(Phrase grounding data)
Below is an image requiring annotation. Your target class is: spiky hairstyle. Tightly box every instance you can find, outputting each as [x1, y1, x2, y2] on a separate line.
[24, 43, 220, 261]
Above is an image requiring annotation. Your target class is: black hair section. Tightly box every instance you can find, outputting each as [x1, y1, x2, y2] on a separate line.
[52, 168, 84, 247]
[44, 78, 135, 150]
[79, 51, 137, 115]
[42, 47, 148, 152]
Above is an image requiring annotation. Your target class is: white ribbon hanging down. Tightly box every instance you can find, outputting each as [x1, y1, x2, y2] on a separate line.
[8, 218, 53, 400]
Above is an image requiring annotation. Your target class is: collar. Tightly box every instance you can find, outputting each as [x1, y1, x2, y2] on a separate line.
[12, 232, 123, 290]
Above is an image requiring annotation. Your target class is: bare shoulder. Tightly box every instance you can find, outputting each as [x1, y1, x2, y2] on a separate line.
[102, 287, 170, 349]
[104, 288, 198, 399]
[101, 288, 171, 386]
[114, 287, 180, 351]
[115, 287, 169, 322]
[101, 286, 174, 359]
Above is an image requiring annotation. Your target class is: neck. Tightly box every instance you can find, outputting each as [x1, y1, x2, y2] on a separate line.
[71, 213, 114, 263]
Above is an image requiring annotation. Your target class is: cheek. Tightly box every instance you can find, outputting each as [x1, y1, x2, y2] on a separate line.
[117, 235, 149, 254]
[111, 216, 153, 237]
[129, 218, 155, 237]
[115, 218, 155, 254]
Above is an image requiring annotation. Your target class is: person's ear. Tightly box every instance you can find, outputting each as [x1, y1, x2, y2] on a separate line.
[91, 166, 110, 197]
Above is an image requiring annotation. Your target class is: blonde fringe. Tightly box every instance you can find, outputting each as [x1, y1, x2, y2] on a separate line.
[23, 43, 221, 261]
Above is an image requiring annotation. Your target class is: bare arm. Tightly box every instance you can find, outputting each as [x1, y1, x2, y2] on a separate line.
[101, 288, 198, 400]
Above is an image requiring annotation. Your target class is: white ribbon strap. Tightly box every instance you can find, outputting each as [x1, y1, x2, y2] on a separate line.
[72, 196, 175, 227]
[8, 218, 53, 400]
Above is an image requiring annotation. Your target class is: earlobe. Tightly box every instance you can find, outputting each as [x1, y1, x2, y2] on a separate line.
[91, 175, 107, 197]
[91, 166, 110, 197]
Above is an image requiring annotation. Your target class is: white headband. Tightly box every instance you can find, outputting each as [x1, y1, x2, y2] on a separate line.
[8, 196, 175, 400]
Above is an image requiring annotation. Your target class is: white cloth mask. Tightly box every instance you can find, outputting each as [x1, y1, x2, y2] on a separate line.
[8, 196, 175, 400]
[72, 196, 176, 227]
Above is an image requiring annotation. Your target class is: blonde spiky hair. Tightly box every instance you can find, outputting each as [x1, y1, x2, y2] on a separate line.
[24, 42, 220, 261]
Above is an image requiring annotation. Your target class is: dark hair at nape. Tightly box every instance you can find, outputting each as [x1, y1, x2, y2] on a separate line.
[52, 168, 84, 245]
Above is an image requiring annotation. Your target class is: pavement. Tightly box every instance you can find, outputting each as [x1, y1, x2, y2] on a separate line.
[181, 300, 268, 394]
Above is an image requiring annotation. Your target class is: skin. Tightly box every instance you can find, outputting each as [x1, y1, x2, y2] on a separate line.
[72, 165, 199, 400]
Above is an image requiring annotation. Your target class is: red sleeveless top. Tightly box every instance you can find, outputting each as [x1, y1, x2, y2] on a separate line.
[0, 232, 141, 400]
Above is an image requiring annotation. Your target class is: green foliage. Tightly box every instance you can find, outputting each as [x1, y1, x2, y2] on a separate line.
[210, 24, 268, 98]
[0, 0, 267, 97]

Task objective → Give the data again exactly, line for line.

The answer →
Below is an image requiring annotation. Your target class is: spiky hairstyle. Tightly box every instance you can find, outputting each as [x1, y1, x2, y2] on a separate line.
[24, 43, 220, 261]
Above is an image requiring annotation. Your target class is: black hair section. Tightly box every instance you can find, outputting each as [x1, y1, x2, y2] on a separate line.
[52, 168, 84, 247]
[44, 78, 135, 150]
[79, 51, 137, 115]
[42, 47, 148, 152]
Above is an image requiring annotation. Your target class is: white ribbon hanging down. Tightly box every instance you can find, outputting each as [x1, y1, x2, y2] on a separate line.
[8, 218, 53, 400]
Above is an image requiring annotation. Your target class is: collar. Tightly box every instance you can find, outputting each as [x1, y1, x2, y2] on a separate line.
[12, 232, 123, 290]
Above is an image requiring annotation. Your target class is: bare shoulder. Tightly box every instance you can find, outputting each as [x1, y1, x2, y2] on a separate line.
[102, 287, 170, 349]
[104, 288, 198, 399]
[101, 288, 171, 386]
[114, 287, 180, 351]
[115, 287, 169, 322]
[101, 286, 174, 359]
Above is an image requiring annotation. Your target class is: neck. Tightly box every instance you can find, outputting each as [x1, y1, x2, y2] on a separate line.
[71, 213, 114, 263]
Above is an image requiring annotation. Your target class is: cheek. Tightly box every instance you can find, outputting each as [x1, y1, x2, y2] on a separate line.
[117, 235, 149, 254]
[111, 216, 153, 237]
[129, 218, 155, 237]
[115, 218, 155, 254]
Above is an image requiring annotation. Your target class is: person's ear. Tightly box every instance you can find, outputting each as [x1, y1, x2, y2] on a separate line.
[91, 166, 110, 197]
Above is an image requiring annotation. Your target class is: blonde fringe. Tightly box every instance you can find, outputting each as [x1, y1, x2, y2] on a separate line.
[23, 43, 221, 261]
Above is an image requiring annotation. Your target class is: bare arm. Tightly box every instance you can find, outputting each as [x1, y1, x2, y2] on a separate line.
[101, 288, 198, 400]
Above is an image requiring annotation. Your target class is: white ribbon strap. Tightly box every instance you can find, outputting each as [x1, y1, x2, y2] on a separate line.
[72, 196, 175, 227]
[8, 218, 53, 400]
Above is an image requiring annotation. Your target class is: earlobe. Tightly box every instance you can find, outputting each as [x1, y1, x2, y2] on a separate line.
[91, 175, 107, 197]
[91, 166, 110, 197]
Above is an image requiring annotation. Your target class is: white headband. Tightly box every instance you can find, outputting each as [x1, y1, x2, y2] on a separate line.
[8, 196, 175, 400]
Above is an image requiring annotation. Your target class is: white cloth mask. Tightly box every instance you can find, outputting each as [x1, y1, x2, y2] on a separate line.
[8, 196, 175, 400]
[72, 196, 176, 227]
Above is an image requiring annotation. Your target class is: blonde spiky hair. Tightly box every instance you can find, outputting each as [x1, y1, x2, y2] on a separate line.
[24, 42, 220, 261]
Above is an image requiring annotation. Your target class is: dark hair at nape. Tightly box every instance you can find, outputting each as [x1, y1, x2, y2] on a separate line.
[52, 168, 84, 245]
Above is an image requiring annotation. Your target class is: pavement. Tightly box every instance you can find, outputting each as [x1, y1, x2, y2] on a separate line.
[181, 300, 268, 394]
Above is an image requiring annotation. Your target class is: skin. Tightly box every instance you can find, outputting each as [x1, y1, x2, y2] on a separate line.
[72, 165, 199, 400]
Above is an image requiring annotation. Your target class is: red sleeveless top. Tightly box every instance you can find, outputting each as [x1, y1, x2, y2] on a separate line.
[0, 232, 141, 400]
Above is an image requiring annotation. Your target class is: green foliage. Tightly box every instance you can find, outputting each as [x1, y1, x2, y2] on a separate line.
[210, 24, 268, 98]
[0, 0, 267, 97]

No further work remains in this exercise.